» Exercise instructions
Continue the news article below about the federal strike force against gun violence coming to Chicago, starting after its last sentence.

CHICAGO - President Joe Biden's "strike force," meant to help curb crime in Chicago and four other cities seeing a surge in violence, is expected to come to the Windy City "relatively soon," Mayor Lori Lightfoot said earlier this week.
The Justice Department announced new "strike forces" in June, which are supposed to curb violent crime in Chicago, New York City, Los Angeles, San Francisco and Washington, D.C., by helping city leaders crack down on illegal gun trafficking.
"My hope and my expectation is that they're going to be coming relatively soon. I've made no secret of the fact that this is a matter of incredible urgency and I think the president's plan is to make a difference in localities like Chicago this summer," Lightfoot told reporters Wednesday as she met with Biden outside O'Hare Airport.
The strike force teams will coordinate with the Bureau of Alcohol, Tobacco and Firearms (ATF) and share information with local and state law enforcement agencies about where firearms originate and where they are used to commit crimes in an effort to bring down gun-dealing rings.
Biden's meeting with Lightfoot came after more than 100 people were shot and 19 killed over the Fourth of July weekend in Chicago, the city’s most violent weekend this year. It also came hours after two ATF officials and a Chicago police officer were shot early Wednesday while on duty in an unmarked law enforcement vehicle on the city’s Far South Side.
Lightfoot has come under increasing pressure to take action.

» Data listing

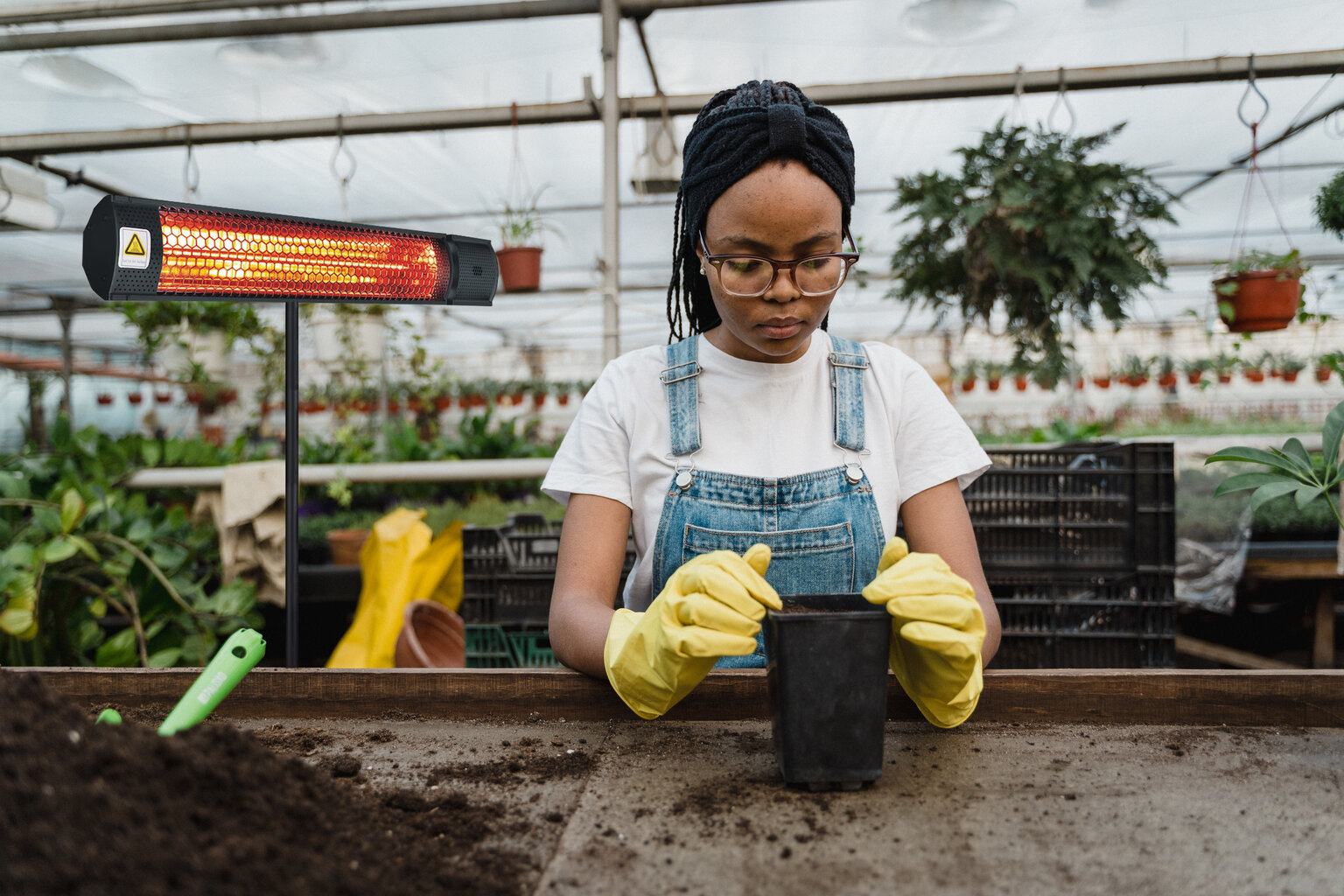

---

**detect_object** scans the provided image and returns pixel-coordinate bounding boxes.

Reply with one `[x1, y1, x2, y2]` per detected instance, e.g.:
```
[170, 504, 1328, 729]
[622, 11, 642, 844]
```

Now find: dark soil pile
[0, 672, 537, 896]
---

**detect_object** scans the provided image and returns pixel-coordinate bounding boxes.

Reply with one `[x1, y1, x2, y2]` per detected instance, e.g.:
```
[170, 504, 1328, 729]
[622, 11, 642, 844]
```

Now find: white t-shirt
[542, 331, 989, 606]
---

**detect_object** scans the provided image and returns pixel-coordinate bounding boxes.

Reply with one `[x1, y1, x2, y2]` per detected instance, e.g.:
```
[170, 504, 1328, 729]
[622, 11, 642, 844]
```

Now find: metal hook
[331, 114, 356, 215]
[1046, 66, 1078, 135]
[1008, 66, 1026, 125]
[1236, 52, 1269, 129]
[181, 125, 200, 200]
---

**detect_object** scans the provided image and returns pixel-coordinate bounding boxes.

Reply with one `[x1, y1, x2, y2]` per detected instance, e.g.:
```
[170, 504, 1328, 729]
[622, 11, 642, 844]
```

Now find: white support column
[602, 0, 621, 364]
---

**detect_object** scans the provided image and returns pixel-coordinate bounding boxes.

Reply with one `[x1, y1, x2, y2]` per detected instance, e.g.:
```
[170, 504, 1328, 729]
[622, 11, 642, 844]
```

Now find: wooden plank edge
[12, 668, 1344, 727]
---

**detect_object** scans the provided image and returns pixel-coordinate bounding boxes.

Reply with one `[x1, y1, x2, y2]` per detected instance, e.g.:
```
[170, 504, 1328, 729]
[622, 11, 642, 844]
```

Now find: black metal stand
[285, 302, 298, 669]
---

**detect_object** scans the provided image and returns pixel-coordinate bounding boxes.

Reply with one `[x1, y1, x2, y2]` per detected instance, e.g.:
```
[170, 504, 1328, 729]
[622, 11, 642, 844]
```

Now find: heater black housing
[83, 196, 499, 304]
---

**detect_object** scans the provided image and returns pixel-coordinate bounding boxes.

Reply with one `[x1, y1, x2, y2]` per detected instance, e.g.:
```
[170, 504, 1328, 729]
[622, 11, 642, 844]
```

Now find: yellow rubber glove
[863, 539, 985, 728]
[602, 544, 783, 718]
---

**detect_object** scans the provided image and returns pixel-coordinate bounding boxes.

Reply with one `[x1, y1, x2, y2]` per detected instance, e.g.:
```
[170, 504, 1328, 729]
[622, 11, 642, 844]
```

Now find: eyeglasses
[699, 230, 859, 298]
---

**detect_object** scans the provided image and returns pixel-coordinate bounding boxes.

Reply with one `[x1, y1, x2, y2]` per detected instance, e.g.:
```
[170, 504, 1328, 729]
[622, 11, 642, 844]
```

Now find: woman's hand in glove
[602, 544, 782, 718]
[863, 539, 985, 728]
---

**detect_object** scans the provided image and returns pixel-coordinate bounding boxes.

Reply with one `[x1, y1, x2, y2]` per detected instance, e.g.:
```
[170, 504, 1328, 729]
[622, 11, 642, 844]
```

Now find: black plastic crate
[989, 574, 1176, 669]
[965, 442, 1176, 575]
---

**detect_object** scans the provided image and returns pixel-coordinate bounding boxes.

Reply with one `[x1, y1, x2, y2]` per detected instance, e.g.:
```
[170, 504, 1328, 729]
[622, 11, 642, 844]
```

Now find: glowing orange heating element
[158, 206, 449, 301]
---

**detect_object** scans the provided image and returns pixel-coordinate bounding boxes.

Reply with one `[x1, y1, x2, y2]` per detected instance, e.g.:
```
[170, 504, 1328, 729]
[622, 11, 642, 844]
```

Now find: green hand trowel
[158, 628, 266, 738]
[95, 628, 266, 738]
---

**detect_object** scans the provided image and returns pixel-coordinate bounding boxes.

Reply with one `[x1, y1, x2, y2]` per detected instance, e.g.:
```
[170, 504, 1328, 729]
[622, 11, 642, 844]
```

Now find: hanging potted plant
[494, 186, 559, 293]
[953, 361, 978, 392]
[887, 121, 1174, 371]
[1180, 357, 1208, 386]
[1214, 248, 1309, 333]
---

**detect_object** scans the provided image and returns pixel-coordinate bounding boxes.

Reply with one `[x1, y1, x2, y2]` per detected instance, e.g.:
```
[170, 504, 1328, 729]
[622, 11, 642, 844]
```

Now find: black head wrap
[668, 80, 853, 339]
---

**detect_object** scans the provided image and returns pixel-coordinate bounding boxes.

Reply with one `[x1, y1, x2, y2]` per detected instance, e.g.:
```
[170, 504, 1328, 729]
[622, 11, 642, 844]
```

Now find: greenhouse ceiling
[0, 0, 1344, 354]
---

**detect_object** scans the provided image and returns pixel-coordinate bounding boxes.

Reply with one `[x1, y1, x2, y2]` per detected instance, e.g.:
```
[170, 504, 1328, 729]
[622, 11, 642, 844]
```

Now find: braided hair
[668, 80, 853, 341]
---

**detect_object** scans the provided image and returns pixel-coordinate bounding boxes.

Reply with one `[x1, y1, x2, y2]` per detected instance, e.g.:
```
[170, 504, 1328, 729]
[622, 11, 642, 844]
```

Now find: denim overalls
[653, 336, 883, 668]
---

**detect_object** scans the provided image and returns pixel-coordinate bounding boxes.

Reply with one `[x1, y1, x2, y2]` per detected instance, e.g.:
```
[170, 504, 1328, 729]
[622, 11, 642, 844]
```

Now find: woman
[543, 80, 998, 727]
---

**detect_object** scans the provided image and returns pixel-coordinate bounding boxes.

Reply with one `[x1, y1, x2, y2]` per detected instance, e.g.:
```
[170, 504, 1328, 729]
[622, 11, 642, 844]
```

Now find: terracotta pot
[494, 246, 542, 293]
[326, 529, 368, 567]
[393, 600, 466, 669]
[1214, 270, 1302, 333]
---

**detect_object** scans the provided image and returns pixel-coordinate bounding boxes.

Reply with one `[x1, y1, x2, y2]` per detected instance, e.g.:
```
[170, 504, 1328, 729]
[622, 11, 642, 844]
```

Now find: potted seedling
[765, 594, 891, 790]
[1214, 248, 1309, 333]
[494, 186, 561, 293]
[887, 121, 1173, 371]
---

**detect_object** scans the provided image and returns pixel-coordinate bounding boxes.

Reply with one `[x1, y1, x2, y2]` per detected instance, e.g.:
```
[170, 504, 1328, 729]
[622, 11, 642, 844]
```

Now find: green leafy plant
[0, 416, 262, 666]
[1312, 169, 1344, 239]
[1204, 402, 1344, 528]
[496, 186, 561, 247]
[887, 121, 1173, 377]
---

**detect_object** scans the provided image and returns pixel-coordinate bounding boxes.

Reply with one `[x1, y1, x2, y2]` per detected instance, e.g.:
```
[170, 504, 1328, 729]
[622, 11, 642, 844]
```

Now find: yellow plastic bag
[326, 508, 462, 669]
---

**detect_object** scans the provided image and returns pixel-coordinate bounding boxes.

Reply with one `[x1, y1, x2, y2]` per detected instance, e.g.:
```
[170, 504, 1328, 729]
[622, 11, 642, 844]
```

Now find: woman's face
[696, 160, 845, 364]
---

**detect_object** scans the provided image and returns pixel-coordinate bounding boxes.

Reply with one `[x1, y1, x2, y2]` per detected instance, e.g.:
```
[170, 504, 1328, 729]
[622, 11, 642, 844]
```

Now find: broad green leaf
[0, 472, 31, 499]
[126, 517, 155, 545]
[1321, 402, 1344, 467]
[60, 489, 85, 535]
[149, 648, 181, 669]
[0, 542, 33, 570]
[1251, 480, 1298, 510]
[1204, 446, 1301, 481]
[1294, 485, 1325, 509]
[1214, 472, 1297, 499]
[0, 600, 38, 640]
[42, 536, 80, 563]
[94, 628, 138, 666]
[1284, 437, 1316, 477]
[32, 507, 62, 535]
[66, 535, 102, 563]
[140, 441, 164, 466]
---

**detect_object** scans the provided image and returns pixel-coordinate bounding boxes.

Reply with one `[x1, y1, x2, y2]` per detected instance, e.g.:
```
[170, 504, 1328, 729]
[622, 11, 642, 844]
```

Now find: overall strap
[828, 333, 868, 452]
[659, 336, 700, 457]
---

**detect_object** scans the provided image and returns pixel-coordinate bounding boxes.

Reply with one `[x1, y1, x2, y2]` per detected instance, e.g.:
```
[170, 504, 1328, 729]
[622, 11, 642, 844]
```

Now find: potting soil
[0, 672, 557, 896]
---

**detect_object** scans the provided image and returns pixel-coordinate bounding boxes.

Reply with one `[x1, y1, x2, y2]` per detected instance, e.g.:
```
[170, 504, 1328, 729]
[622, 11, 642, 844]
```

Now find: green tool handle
[158, 628, 266, 738]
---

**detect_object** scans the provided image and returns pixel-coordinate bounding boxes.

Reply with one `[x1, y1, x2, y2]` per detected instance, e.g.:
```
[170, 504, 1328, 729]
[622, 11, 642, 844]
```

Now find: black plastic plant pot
[765, 594, 891, 790]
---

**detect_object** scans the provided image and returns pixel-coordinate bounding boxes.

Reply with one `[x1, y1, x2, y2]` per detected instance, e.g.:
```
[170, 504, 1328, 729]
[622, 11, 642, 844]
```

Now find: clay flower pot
[1214, 270, 1302, 333]
[494, 246, 542, 293]
[393, 600, 466, 669]
[765, 594, 891, 790]
[326, 529, 368, 567]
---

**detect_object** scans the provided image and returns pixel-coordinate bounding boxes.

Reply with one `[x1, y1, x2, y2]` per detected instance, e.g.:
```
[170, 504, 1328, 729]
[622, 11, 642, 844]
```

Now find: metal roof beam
[0, 0, 806, 52]
[0, 49, 1344, 160]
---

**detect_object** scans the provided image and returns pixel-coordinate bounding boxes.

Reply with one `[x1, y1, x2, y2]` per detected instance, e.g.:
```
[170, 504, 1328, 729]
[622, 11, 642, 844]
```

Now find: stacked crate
[965, 442, 1176, 669]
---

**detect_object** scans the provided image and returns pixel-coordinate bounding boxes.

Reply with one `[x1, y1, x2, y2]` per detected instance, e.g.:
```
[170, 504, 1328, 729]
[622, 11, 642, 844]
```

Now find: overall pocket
[682, 522, 859, 594]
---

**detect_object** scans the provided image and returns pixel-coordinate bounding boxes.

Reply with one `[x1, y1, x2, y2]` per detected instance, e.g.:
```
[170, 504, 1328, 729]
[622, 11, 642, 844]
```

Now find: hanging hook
[331, 114, 356, 215]
[1046, 66, 1078, 135]
[1236, 52, 1269, 130]
[1008, 66, 1026, 125]
[181, 125, 200, 200]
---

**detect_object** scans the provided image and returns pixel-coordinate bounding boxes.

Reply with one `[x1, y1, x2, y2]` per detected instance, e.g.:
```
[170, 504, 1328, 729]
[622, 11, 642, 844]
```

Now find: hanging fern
[887, 121, 1174, 376]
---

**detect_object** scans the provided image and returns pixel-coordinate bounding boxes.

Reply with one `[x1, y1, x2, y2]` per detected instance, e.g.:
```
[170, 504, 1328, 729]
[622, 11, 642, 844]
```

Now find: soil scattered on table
[0, 672, 550, 896]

» Task response
The mayor campaigned as a public safety expert and on Tuesday vowed that her administration is "doing absolutely everything that we can to stem the violence." But the city council and neighborhood officials are growing restless.
At least 1,600 people have been shot so far in Chicago in 2021 — an 11% increase compared to 2020 and a 58% increase compared to 2019, according to the Chicago Police Department's crime statistics for the week ending June 28.
In a recent interview with WTTW, a local PBS station, Mayor Lightfoot blamed the violence on several factors, including the COVID-19 pandemic and gun laws in the states and locales surrounding Chicago.
"I believe that violence is a manifestation of systemic problems, and it's a public health crisis," she said. "When you see, in way too many neighborhoods, a lack of jobs, a lack of investment — these are historic, decades-long problems."
Chicago is "surrounded by" suburbs and states "that have very lax gun laws," Lightfoot continued.